Your goal:
Restate only the tail of the data below, starting at the line that contains "Query: wooden frame" and including the last line, word for word.
(Stored data begins)
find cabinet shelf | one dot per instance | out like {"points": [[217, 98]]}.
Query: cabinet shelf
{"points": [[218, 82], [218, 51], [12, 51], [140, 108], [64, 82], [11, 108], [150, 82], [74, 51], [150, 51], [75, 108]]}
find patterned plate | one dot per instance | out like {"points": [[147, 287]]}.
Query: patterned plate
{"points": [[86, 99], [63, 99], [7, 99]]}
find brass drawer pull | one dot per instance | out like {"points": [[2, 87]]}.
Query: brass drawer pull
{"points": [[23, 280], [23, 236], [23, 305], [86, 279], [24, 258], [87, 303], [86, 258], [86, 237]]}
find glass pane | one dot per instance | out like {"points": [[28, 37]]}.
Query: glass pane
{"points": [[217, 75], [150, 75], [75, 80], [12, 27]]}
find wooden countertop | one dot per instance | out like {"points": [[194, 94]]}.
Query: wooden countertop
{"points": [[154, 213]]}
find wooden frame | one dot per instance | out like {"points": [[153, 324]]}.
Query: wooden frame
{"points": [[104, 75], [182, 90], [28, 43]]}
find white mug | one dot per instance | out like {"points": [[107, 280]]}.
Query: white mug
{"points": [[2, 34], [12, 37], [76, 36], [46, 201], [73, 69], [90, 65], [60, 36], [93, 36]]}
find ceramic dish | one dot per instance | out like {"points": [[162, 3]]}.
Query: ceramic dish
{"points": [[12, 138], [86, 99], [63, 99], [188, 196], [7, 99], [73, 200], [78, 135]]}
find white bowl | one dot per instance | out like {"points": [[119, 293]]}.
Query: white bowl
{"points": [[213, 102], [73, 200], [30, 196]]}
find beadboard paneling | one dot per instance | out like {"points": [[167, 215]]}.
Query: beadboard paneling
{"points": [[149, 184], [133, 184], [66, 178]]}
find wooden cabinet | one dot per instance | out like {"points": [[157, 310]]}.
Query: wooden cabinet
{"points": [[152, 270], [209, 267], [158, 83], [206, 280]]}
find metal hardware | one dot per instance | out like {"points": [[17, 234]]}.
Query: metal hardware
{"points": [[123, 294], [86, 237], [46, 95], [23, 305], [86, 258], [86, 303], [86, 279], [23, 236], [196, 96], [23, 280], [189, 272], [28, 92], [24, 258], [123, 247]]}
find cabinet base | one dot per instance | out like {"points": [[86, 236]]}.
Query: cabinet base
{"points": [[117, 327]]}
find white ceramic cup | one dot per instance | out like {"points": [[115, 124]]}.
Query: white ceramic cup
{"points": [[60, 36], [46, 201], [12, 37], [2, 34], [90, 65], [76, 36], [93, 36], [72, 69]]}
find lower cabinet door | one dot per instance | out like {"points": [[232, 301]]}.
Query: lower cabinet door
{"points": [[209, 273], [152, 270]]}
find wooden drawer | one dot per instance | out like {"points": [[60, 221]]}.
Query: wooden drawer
(Stored data ends)
Reply:
Query: wooden frame
{"points": [[104, 75], [182, 90], [28, 43]]}
find white mug | one dot per instance | out like {"points": [[107, 280]]}.
Query: white mug
{"points": [[2, 34], [12, 37], [76, 36], [46, 201], [73, 69], [90, 65], [60, 36], [93, 36]]}
find ceramic dish | one dot per instance | out like {"points": [[162, 3]]}.
Query: ceramic dish
{"points": [[12, 138], [86, 99], [63, 99], [188, 196], [7, 99], [73, 200], [78, 135]]}
find white bowl | one dot per instance | out like {"points": [[119, 293]]}.
Query: white bowl
{"points": [[213, 102], [73, 200], [30, 196]]}
find beadboard paneling | one dot per instance | out like {"points": [[167, 215]]}.
Query: beadboard paneling
{"points": [[149, 184], [133, 184], [66, 178]]}
find wooden cabinet | one dot per instance | out like {"points": [[157, 310]]}.
Query: wooden cabinet
{"points": [[152, 270], [209, 267], [158, 83], [206, 280]]}
find metal hardware | one dot per instance | out like {"points": [[17, 234]]}.
Query: metal hardware
{"points": [[123, 294], [86, 237], [46, 95], [23, 305], [86, 258], [86, 303], [86, 279], [23, 236], [196, 96], [23, 280], [189, 272], [28, 92], [24, 258], [123, 247]]}
find cabinet base | one dot per instance | out like {"points": [[86, 236]]}.
Query: cabinet base
{"points": [[117, 327]]}
find white ceramic cup | one dot per instance | out like {"points": [[115, 124]]}.
Query: white ceramic cup
{"points": [[60, 36], [46, 201], [12, 37], [2, 34], [90, 65], [76, 36], [93, 36], [72, 69]]}
find lower cabinet door | one dot per instance | out like {"points": [[232, 301]]}.
Query: lower cabinet door
{"points": [[209, 273], [152, 270]]}
find wooden drawer | one dot per instance | out like {"points": [[60, 221]]}.
Query: wooden drawer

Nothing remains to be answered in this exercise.